▸ **TASK BRIEF**: Count the lines of the items below that contain the string "jacket", treating uppercase and lowercase as different, and give only the number.

▸ **Excerpts of pointing data**:
* * * *

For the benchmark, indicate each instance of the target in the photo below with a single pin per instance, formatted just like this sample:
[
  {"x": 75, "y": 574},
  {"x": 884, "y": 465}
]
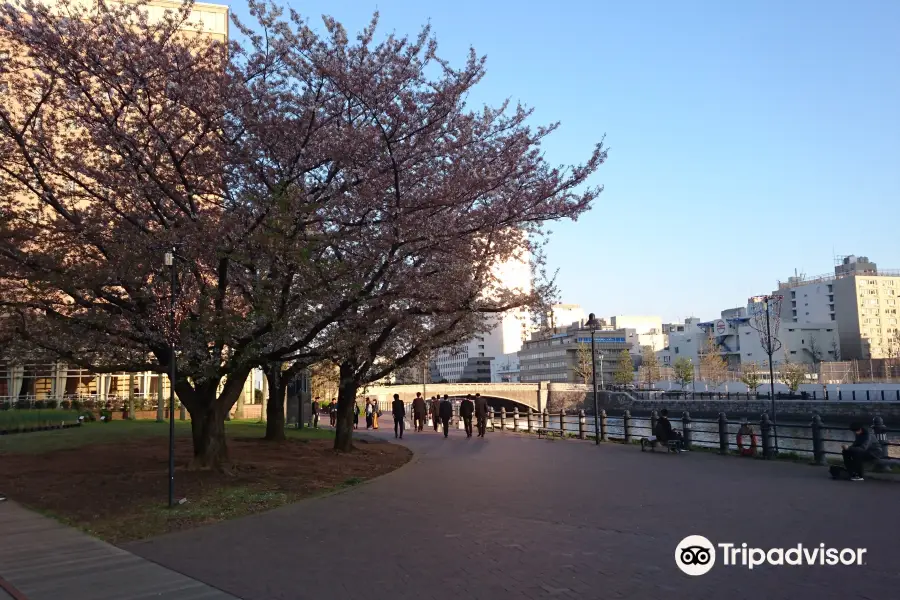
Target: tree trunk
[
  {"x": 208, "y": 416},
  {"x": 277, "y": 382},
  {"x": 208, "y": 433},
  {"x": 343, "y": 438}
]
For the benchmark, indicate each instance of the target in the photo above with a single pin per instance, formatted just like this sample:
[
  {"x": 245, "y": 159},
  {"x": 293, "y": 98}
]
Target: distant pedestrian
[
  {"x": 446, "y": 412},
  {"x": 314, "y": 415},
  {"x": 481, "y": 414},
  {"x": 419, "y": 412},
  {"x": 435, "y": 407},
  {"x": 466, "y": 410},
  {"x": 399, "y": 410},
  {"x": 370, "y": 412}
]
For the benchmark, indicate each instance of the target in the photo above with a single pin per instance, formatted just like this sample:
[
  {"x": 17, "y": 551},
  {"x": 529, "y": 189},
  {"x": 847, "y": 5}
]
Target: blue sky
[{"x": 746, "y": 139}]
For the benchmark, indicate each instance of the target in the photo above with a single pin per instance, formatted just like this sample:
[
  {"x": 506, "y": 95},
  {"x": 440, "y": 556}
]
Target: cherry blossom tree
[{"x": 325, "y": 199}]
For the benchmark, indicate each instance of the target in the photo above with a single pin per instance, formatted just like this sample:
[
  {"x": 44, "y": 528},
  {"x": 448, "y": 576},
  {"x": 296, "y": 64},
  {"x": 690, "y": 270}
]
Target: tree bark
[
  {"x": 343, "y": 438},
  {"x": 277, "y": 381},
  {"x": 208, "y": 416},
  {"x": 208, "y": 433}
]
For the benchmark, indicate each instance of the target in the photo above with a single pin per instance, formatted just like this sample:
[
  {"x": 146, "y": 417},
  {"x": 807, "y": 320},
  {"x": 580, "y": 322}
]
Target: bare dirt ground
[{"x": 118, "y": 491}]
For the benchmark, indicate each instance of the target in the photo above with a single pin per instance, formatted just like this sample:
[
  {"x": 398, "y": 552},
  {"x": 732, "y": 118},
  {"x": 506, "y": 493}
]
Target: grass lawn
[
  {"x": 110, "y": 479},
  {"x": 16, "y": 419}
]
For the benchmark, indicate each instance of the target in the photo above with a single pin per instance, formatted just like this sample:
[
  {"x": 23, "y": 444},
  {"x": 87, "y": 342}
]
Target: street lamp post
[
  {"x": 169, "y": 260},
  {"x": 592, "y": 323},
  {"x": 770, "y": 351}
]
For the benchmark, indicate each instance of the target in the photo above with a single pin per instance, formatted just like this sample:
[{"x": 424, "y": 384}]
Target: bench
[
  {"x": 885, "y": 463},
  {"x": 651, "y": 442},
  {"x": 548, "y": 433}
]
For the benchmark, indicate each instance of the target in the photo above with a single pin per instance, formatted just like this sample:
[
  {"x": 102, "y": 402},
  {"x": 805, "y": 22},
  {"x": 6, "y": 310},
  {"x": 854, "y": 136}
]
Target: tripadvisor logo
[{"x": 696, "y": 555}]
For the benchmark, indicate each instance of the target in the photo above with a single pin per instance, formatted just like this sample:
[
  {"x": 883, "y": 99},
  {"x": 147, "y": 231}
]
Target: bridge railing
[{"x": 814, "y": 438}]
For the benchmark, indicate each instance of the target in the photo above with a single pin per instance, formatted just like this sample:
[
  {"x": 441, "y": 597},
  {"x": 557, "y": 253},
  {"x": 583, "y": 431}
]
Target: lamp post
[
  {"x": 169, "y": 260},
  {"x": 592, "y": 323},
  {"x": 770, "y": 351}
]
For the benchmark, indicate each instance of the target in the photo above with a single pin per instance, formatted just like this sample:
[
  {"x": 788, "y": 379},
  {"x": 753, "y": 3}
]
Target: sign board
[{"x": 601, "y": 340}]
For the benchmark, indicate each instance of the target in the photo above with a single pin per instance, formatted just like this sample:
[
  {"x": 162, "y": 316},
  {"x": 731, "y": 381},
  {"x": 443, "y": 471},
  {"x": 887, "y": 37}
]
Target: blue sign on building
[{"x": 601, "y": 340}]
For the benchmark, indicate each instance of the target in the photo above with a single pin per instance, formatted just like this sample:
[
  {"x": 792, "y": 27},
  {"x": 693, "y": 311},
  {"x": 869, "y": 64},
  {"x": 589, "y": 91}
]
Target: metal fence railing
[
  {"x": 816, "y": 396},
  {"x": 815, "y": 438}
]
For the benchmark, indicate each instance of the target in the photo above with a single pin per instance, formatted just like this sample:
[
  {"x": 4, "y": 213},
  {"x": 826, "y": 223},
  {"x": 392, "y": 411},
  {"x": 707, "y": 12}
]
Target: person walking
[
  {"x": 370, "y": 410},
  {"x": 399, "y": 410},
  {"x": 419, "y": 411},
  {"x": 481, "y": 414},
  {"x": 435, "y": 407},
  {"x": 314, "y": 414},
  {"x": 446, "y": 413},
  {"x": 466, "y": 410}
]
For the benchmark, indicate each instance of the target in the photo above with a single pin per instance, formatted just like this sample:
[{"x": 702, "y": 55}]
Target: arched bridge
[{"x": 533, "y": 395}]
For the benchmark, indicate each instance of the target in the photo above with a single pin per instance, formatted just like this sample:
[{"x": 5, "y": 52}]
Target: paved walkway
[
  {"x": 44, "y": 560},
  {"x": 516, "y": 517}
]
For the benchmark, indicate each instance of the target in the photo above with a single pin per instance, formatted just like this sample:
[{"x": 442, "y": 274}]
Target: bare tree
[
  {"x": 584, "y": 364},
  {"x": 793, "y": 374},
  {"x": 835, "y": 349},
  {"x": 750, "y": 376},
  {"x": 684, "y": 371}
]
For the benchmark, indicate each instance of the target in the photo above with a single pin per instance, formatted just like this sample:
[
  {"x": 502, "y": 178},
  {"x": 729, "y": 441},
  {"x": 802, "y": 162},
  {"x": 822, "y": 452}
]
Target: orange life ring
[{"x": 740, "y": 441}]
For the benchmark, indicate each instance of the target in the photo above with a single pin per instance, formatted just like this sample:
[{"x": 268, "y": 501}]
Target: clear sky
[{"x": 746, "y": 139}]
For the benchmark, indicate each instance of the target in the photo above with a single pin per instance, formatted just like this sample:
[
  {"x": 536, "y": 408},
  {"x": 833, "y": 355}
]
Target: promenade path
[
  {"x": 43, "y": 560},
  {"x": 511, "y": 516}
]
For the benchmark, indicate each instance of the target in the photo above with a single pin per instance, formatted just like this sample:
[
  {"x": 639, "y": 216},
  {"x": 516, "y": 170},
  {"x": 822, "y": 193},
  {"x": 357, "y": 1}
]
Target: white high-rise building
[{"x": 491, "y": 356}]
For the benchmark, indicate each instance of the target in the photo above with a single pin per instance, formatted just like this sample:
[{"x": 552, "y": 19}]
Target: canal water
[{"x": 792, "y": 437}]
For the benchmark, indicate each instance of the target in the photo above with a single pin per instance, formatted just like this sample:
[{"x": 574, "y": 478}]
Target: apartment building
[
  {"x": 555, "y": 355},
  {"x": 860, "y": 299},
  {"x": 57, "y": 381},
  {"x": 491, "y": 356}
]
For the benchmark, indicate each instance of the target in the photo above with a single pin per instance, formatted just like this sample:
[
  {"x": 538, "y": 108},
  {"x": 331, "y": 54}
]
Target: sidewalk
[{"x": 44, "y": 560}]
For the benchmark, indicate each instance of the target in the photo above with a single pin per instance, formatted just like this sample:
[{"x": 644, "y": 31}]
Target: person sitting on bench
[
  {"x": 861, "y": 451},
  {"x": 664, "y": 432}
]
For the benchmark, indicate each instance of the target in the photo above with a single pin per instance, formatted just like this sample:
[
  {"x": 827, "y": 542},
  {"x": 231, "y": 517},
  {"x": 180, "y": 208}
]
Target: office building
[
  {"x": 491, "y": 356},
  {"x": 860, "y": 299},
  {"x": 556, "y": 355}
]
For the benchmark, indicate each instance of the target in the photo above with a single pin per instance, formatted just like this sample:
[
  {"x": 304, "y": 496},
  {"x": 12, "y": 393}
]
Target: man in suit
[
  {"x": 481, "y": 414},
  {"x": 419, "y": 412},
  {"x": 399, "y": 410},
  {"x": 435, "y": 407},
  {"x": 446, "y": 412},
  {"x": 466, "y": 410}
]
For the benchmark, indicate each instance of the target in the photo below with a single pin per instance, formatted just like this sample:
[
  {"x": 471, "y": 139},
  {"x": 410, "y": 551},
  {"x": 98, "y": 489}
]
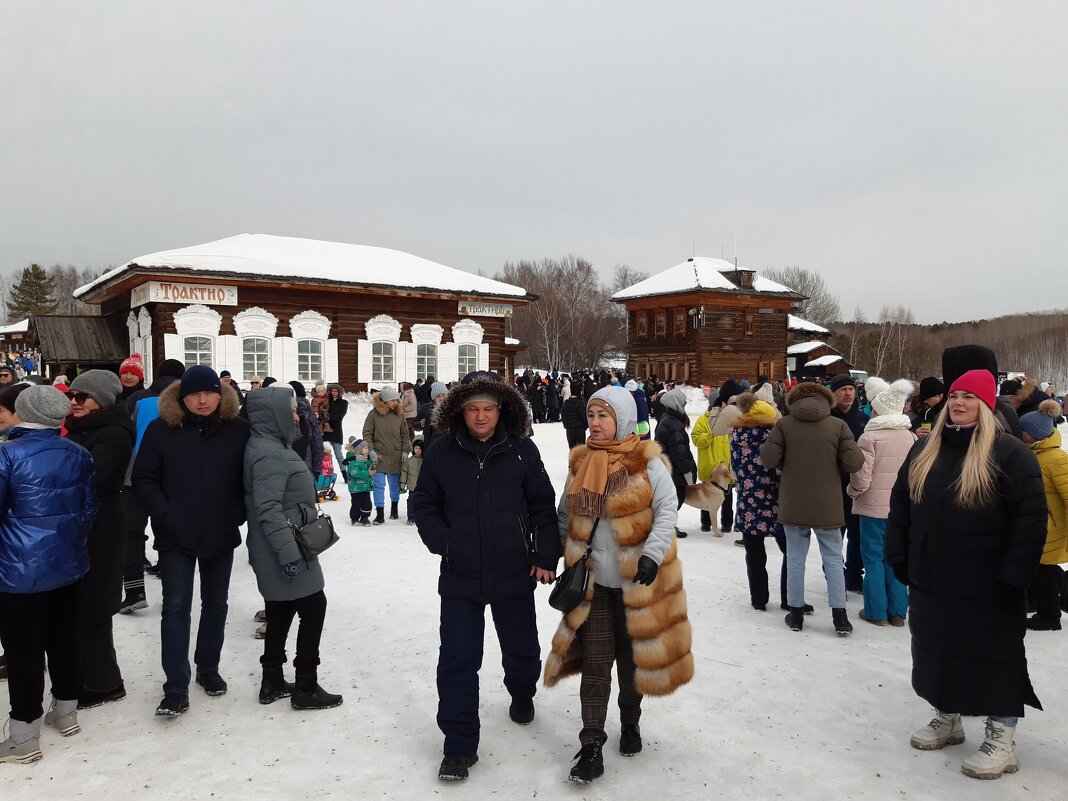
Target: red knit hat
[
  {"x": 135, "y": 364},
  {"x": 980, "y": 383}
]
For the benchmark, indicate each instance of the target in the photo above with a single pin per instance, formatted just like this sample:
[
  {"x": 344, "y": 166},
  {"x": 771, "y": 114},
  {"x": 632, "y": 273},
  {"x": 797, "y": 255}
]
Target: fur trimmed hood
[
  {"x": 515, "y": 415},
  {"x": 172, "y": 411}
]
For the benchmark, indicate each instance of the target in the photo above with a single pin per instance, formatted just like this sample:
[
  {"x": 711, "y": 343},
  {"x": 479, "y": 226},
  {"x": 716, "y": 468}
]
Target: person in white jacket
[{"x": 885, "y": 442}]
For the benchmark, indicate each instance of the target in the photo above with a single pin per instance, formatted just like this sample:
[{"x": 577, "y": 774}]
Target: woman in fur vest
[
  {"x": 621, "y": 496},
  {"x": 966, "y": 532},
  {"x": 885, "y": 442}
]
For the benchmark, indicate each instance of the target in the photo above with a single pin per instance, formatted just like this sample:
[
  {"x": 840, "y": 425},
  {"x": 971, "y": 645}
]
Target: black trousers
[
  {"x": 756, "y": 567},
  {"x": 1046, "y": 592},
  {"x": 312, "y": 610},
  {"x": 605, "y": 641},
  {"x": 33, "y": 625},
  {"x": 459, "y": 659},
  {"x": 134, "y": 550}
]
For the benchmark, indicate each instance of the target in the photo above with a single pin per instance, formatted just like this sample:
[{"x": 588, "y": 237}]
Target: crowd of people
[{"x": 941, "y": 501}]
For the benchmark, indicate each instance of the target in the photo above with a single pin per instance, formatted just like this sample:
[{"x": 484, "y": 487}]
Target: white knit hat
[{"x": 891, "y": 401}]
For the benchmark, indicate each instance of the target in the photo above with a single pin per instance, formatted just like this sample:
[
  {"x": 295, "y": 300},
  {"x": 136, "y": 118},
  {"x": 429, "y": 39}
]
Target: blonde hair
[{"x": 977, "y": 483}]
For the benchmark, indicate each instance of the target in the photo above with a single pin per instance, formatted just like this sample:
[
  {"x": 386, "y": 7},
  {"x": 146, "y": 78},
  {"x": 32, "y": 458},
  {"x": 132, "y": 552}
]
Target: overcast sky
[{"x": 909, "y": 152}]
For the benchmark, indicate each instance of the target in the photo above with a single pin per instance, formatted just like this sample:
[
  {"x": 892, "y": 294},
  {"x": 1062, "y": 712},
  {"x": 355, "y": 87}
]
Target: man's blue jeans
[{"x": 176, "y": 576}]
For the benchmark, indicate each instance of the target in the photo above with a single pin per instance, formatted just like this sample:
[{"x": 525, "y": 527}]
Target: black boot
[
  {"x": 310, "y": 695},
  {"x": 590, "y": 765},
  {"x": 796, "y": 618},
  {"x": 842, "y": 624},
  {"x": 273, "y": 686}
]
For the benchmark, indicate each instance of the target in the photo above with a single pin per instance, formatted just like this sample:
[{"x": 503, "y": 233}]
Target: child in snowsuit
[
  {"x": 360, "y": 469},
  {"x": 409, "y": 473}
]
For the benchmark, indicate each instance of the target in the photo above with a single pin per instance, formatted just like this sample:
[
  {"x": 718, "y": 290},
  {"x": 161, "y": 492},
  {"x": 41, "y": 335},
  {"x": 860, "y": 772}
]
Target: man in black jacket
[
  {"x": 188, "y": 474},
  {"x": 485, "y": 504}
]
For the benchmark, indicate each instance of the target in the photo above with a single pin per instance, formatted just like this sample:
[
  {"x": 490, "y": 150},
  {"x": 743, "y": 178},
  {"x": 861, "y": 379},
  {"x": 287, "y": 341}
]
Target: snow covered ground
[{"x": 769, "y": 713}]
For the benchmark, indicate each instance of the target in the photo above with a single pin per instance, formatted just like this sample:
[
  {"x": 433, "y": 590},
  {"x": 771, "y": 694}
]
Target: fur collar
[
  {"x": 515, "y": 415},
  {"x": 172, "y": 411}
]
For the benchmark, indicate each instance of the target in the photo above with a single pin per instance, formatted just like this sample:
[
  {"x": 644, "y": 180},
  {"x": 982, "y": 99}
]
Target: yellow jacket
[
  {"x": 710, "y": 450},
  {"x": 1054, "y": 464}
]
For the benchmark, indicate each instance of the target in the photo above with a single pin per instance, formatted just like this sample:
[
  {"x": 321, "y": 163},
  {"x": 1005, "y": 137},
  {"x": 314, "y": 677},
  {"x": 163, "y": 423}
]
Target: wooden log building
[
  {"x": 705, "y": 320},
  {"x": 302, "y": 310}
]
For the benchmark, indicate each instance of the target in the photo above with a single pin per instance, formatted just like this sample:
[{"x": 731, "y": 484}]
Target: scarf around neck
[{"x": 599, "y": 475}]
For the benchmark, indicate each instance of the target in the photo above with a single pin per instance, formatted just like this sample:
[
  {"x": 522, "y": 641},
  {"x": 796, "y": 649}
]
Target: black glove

* * * *

▸ **REPLY TO THE EXERCISE**: 3